Set problem>
Copy the material below word for word, omitting the pictures.

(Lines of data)
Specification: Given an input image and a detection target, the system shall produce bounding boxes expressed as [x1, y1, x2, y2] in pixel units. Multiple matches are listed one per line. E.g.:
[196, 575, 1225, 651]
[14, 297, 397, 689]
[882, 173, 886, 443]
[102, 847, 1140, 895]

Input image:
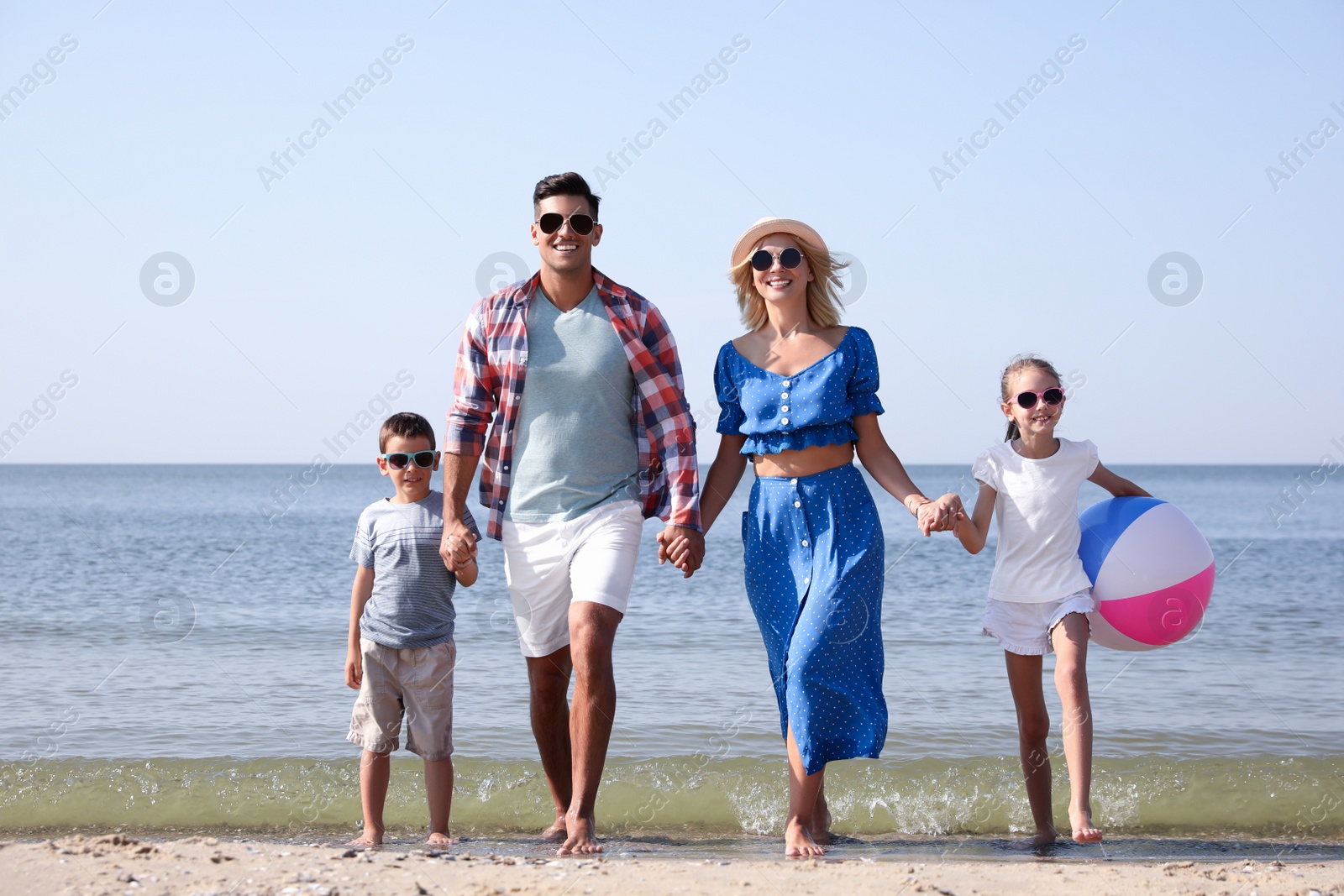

Answer to this problem>
Specification: Given an input image and a detection target, the system shall produce bounding boxes expressed as [x1, y1, x2, y2] in pixel units. Multiple matches are listed one per line. E.g.:
[196, 575, 1225, 651]
[14, 297, 397, 689]
[882, 173, 886, 443]
[102, 847, 1140, 895]

Input image:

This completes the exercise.